Below are entries; output exactly the lines from the one with "positive clicks: (411, 720)" to the one with "698L392 693L391 799L422", both included, and nothing else.

[Given data]
━━━━━━
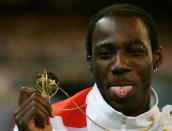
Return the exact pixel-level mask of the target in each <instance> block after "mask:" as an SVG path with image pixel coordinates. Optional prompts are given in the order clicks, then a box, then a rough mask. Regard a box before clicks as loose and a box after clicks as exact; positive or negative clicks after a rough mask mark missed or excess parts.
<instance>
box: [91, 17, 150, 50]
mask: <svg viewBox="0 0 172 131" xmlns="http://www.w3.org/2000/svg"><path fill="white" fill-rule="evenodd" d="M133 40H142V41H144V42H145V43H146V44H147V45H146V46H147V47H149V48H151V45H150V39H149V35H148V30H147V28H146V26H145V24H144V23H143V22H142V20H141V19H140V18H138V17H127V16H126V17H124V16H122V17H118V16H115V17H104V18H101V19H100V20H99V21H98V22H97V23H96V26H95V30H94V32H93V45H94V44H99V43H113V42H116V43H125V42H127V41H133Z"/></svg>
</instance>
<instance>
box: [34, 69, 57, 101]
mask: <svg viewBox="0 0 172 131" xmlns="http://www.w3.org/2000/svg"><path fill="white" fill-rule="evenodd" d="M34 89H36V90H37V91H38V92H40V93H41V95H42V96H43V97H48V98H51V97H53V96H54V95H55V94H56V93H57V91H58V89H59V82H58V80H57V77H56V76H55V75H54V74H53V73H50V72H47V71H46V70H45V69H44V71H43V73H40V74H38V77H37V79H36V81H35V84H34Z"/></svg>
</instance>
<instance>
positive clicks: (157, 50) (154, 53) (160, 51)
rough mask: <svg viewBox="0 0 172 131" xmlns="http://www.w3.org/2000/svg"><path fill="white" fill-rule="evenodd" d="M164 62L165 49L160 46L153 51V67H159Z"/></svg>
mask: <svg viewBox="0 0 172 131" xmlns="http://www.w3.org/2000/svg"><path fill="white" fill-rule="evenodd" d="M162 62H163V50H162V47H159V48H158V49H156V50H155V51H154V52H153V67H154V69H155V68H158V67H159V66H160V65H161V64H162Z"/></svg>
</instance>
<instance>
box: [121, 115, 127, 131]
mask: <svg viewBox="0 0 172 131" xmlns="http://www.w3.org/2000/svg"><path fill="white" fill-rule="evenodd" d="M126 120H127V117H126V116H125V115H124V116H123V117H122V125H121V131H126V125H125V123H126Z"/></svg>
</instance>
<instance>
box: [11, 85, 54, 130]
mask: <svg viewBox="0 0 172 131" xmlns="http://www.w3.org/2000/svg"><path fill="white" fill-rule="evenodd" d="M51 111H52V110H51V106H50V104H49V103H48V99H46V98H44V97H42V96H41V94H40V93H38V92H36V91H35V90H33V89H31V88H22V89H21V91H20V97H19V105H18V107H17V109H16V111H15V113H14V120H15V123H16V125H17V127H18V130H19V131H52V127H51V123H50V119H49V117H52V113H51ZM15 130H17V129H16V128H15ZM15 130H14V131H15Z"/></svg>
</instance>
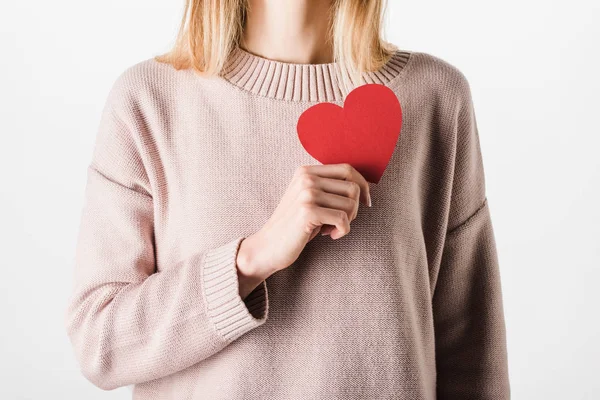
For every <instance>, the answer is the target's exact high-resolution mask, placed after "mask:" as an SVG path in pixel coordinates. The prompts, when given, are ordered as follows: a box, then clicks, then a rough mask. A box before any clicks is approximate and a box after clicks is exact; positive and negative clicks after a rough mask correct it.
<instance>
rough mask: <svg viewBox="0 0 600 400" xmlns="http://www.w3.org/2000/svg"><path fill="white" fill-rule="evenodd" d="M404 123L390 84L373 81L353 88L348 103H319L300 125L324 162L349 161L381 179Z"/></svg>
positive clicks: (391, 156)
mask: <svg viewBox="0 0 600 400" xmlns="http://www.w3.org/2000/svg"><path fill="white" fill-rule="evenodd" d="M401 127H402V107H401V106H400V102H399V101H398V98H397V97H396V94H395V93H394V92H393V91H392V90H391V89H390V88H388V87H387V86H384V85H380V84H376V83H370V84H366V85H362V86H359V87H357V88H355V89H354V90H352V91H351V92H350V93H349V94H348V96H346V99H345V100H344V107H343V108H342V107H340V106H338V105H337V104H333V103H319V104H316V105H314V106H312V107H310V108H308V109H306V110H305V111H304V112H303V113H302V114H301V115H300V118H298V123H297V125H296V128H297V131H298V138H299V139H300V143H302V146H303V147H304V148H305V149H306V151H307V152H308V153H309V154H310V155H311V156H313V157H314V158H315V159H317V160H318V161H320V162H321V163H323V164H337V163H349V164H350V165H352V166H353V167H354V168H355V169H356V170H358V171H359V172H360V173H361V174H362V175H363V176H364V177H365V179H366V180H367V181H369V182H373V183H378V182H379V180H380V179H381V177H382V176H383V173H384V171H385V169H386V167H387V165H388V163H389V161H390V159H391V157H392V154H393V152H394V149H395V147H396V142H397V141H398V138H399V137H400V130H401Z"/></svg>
━━━━━━
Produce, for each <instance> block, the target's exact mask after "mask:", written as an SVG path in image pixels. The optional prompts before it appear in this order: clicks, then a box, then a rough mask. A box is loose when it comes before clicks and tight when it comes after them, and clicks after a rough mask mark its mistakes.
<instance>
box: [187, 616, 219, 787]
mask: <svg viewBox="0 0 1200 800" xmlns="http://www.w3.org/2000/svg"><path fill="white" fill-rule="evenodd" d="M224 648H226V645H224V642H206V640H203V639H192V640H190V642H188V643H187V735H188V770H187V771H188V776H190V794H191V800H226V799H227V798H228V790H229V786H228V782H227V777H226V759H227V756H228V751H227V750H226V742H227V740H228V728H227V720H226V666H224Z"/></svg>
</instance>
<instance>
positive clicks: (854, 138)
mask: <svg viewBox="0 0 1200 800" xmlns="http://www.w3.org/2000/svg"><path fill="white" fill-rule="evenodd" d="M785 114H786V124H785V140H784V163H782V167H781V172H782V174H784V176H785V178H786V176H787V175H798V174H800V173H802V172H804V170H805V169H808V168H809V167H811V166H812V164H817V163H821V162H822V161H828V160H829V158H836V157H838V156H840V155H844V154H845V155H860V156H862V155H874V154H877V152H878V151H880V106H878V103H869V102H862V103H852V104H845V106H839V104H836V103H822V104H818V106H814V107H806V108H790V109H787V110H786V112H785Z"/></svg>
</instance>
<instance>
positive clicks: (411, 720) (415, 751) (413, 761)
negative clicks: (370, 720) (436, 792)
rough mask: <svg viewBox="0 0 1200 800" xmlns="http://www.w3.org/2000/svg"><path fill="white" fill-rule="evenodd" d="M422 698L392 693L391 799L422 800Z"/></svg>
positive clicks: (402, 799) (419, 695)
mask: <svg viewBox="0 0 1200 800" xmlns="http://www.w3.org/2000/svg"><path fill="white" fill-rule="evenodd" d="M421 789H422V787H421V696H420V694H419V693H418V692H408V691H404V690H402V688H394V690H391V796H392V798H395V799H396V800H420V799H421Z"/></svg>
━━━━━━
[Reply to the exercise]
positive clicks: (411, 720) (415, 751) (413, 761)
negative clicks: (370, 720) (436, 792)
rough mask: <svg viewBox="0 0 1200 800" xmlns="http://www.w3.org/2000/svg"><path fill="white" fill-rule="evenodd" d="M422 698L392 693L391 799L422 800Z"/></svg>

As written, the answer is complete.